▶ THE TASK:
Retype each record shown below, leaving every character as it is.

===== DATA RECORDS

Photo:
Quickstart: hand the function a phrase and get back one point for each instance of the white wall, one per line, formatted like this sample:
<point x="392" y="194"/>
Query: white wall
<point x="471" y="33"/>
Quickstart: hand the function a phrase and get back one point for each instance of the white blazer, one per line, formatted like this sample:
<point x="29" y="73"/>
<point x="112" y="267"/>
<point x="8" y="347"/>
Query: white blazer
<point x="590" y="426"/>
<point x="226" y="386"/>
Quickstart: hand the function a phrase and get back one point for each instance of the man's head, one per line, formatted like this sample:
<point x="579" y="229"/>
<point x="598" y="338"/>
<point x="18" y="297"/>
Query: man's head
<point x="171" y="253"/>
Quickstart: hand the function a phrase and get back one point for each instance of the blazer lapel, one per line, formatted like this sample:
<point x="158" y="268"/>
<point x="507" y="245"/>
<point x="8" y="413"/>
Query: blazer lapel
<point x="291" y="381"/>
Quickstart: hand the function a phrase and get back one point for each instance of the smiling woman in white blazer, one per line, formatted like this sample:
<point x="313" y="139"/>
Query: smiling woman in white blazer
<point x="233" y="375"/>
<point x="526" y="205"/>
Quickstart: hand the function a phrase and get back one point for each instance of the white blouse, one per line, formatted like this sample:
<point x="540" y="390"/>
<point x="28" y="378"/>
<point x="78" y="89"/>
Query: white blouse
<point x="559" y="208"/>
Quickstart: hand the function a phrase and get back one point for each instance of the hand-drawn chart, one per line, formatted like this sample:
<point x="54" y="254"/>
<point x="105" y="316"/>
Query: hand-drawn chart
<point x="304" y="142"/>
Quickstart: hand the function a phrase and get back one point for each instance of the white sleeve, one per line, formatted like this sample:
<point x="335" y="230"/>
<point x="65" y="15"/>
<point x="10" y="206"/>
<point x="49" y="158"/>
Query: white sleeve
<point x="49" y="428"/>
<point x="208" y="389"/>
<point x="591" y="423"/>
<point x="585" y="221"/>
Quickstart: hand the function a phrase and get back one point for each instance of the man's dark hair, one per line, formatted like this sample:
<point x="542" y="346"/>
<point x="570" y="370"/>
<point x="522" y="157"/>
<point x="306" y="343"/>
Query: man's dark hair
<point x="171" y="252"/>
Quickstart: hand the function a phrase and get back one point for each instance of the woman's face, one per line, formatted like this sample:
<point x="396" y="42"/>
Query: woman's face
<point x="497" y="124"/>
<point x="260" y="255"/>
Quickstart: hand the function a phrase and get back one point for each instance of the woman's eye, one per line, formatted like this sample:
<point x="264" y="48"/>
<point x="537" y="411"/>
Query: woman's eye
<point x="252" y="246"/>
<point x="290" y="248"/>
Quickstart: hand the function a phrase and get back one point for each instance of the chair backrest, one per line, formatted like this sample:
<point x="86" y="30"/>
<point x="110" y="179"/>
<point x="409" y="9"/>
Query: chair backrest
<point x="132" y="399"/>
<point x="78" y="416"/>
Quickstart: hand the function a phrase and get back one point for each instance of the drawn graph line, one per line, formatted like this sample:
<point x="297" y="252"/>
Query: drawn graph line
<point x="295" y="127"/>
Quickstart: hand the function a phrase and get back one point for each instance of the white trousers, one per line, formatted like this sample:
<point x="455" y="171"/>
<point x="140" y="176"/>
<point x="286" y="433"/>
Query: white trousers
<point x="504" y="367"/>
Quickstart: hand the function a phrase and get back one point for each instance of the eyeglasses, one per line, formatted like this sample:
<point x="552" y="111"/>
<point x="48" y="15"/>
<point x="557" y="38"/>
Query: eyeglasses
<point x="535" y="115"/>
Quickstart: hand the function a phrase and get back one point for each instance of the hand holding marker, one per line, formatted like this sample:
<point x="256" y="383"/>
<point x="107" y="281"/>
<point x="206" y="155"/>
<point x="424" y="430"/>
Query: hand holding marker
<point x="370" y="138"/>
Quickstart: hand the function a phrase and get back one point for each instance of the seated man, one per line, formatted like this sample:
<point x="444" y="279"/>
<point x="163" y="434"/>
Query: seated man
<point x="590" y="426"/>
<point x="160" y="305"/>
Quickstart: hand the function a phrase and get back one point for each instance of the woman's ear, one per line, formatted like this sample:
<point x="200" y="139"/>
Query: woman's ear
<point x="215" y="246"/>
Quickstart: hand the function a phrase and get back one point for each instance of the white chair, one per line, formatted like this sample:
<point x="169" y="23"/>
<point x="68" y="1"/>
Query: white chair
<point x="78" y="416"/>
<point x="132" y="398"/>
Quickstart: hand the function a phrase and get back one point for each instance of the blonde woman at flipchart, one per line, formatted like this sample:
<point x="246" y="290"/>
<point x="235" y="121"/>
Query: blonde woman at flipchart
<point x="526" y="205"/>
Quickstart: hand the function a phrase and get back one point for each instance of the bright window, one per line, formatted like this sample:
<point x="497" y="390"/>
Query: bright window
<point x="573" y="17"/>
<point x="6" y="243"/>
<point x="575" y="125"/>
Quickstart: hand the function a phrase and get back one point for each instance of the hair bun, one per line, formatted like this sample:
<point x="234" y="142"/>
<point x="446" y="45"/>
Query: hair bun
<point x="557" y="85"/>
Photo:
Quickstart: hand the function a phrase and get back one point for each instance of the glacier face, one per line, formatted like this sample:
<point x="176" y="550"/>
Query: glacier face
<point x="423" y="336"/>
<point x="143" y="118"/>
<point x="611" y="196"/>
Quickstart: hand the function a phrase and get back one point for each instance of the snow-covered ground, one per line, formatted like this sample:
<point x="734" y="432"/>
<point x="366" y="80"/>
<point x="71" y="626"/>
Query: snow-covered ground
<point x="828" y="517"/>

==========

▶ WRITTEN RESPONSE:
Photo:
Quickstart: hand the function a phrase and get back one point for each instance of the white wall, one per line, formatted like this sample:
<point x="392" y="194"/>
Query: white wall
<point x="471" y="33"/>
Quickstart: hand the function a phrase and get back one point for each instance of the white blazer, one per line, formatted like this sample:
<point x="29" y="73"/>
<point x="112" y="267"/>
<point x="8" y="347"/>
Query: white blazer
<point x="590" y="426"/>
<point x="226" y="386"/>
Quickstart: hand the function a phrase and get back one point for each instance of the man's head, one per line, formatted like this sample:
<point x="579" y="229"/>
<point x="598" y="338"/>
<point x="18" y="297"/>
Query: man's head
<point x="171" y="253"/>
Quickstart: hand the function a phrase and get back one point for each instance of the blazer lapel, one per line, formatted like this sample:
<point x="158" y="268"/>
<point x="507" y="245"/>
<point x="8" y="413"/>
Query: blazer lapel
<point x="291" y="381"/>
Quickstart: hand the function a phrase and get back one point for each instance of the smiling woman in white blazer, one per line, formatted like this sample:
<point x="313" y="139"/>
Query: smiling woman in white blazer
<point x="233" y="375"/>
<point x="526" y="205"/>
Quickstart: hand the function a phrase and get back one point for each instance of the white blouse, one per line, formatted like this sample:
<point x="540" y="390"/>
<point x="28" y="378"/>
<point x="78" y="89"/>
Query: white blouse
<point x="559" y="208"/>
Quickstart: hand the function a phrase and get back one point for each instance of the hand-drawn chart, one per line, formatted like this sample:
<point x="54" y="254"/>
<point x="105" y="316"/>
Query: hand-drawn chart
<point x="304" y="142"/>
Quickstart: hand the function a phrase and get back one point for each instance of the white sleeve, one per line, formatted like this sample:
<point x="335" y="230"/>
<point x="65" y="15"/>
<point x="10" y="206"/>
<point x="49" y="158"/>
Query: white sleeve
<point x="49" y="428"/>
<point x="208" y="389"/>
<point x="591" y="423"/>
<point x="585" y="221"/>
Quickstart: hand the function a phrase and get back one point for each instance of the man's dark hair, one per line, formatted like this sample:
<point x="542" y="346"/>
<point x="570" y="370"/>
<point x="522" y="157"/>
<point x="306" y="343"/>
Query: man's dark hair
<point x="171" y="252"/>
Quickstart: hand the function a phrase and get back one point for each instance of the woman's face, one per line, formatted like this sample:
<point x="396" y="42"/>
Query: woman's face
<point x="497" y="124"/>
<point x="260" y="255"/>
Quickstart: hand the function a phrase and get back one point for each instance of the woman's eye, one per line, formatted like this sample:
<point x="264" y="48"/>
<point x="537" y="411"/>
Query: woman's eye
<point x="252" y="246"/>
<point x="290" y="248"/>
Quickstart: hand the function a phrase and get back one point for each instance of the chair backrest, one per line, formatted like this sample:
<point x="86" y="30"/>
<point x="110" y="179"/>
<point x="409" y="9"/>
Query: chair backrest
<point x="132" y="399"/>
<point x="78" y="416"/>
Quickstart: hand the function a phrase and get back one point for each instance of the drawn graph line, one per line, formatted like this sample:
<point x="297" y="252"/>
Query: drawn graph line
<point x="295" y="127"/>
Quickstart: hand the function a phrase and get back one point for each instance of the white trousers, one per line, formatted like this sample:
<point x="455" y="171"/>
<point x="140" y="176"/>
<point x="286" y="433"/>
Query: white trousers
<point x="504" y="367"/>
Quickstart: hand the function a phrase and get back one point for each instance of the eyeglasses, one per line, formatted like this sample:
<point x="552" y="111"/>
<point x="48" y="15"/>
<point x="557" y="38"/>
Query: eyeglasses
<point x="535" y="115"/>
Quickstart: hand the function a phrase and get back one point for each instance of the hand holding marker, one per line, formatted like this sample:
<point x="256" y="383"/>
<point x="107" y="281"/>
<point x="206" y="155"/>
<point x="424" y="430"/>
Query: hand holding marker
<point x="370" y="138"/>
Quickstart: hand the function a phrase and get back one point for each instance of the seated man, one per line, formatted like this sample:
<point x="444" y="279"/>
<point x="163" y="434"/>
Query: seated man
<point x="590" y="426"/>
<point x="160" y="305"/>
Quickstart: hand the function a phrase and get back one point for each instance of the woman's ear, one per line, formatted like this sample:
<point x="200" y="139"/>
Query: woman's ear
<point x="215" y="246"/>
Quickstart: hand the function a phrase and get back one point for each instance of the white chair, one per line, formatted like this sample:
<point x="169" y="23"/>
<point x="68" y="1"/>
Query: white chair
<point x="78" y="416"/>
<point x="132" y="398"/>
Quickstart: hand the function a phrase and get back one point for each instance of the blonde woman at flipchart, one per line, formatted like this sample:
<point x="246" y="290"/>
<point x="235" y="121"/>
Query: blonde woman at flipchart
<point x="526" y="205"/>
Quickstart: hand the function a phrase and get back one point for each instance of the bright window, one per line, formatted like this sample:
<point x="497" y="390"/>
Query: bright window
<point x="573" y="17"/>
<point x="6" y="243"/>
<point x="575" y="125"/>
Quickstart: hand the function a phrase and get back one point for each instance of the hair bun, one per line, formatted like this sample:
<point x="234" y="142"/>
<point x="446" y="45"/>
Query: hair bun
<point x="557" y="85"/>
Photo:
Quickstart: hand the function a phrase and get back one point for each instance of the glacier face, one per line, formatted like this sample:
<point x="176" y="550"/>
Query: glacier face
<point x="423" y="336"/>
<point x="143" y="118"/>
<point x="611" y="196"/>
Quickstart: hand the function a phrase and get back one point for each instance of the snow-covered ground, one per line, formatted like this sample:
<point x="734" y="432"/>
<point x="366" y="80"/>
<point x="71" y="626"/>
Query: snow-covered ground
<point x="828" y="517"/>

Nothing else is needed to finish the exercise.